_MATERIAL FOR THE TASK_:
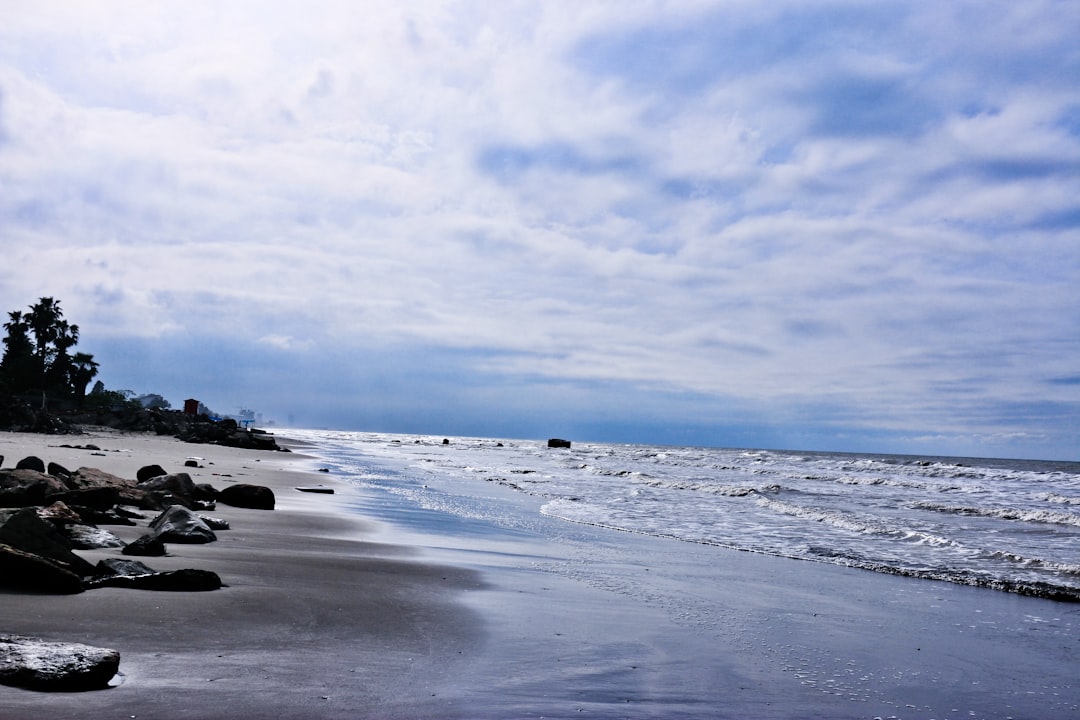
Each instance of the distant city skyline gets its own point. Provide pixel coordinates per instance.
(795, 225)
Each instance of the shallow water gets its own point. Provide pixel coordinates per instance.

==

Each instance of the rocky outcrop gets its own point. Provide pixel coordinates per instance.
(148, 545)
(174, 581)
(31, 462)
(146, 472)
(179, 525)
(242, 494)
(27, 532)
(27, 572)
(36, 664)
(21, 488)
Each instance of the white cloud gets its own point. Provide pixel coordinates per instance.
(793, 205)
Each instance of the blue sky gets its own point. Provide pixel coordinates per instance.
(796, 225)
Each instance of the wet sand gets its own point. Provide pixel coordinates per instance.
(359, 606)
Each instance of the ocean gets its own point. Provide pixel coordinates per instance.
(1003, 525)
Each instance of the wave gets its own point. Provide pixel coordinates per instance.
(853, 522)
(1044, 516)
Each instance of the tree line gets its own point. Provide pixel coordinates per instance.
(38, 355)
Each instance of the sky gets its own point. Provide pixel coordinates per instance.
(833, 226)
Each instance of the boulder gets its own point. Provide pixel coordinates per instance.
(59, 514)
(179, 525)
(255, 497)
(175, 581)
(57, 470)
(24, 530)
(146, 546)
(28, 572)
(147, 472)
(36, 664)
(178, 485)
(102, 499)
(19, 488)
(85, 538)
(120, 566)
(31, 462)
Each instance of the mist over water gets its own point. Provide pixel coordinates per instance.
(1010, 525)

_EXERCISE DETAILS_: Within the material above, output exactly the lines from the one with "Each instance of the distant" through the one with "Each instance of the shallow", end lines included, and nothing besides.

_SOLUTION FOR THIS PROBLEM_:
Each instance of the distant city skyline gets its own point. Provide pixel coordinates per instance.
(795, 225)
Each instance of the shallow water gets its own point. Provide pixel coordinates per instance.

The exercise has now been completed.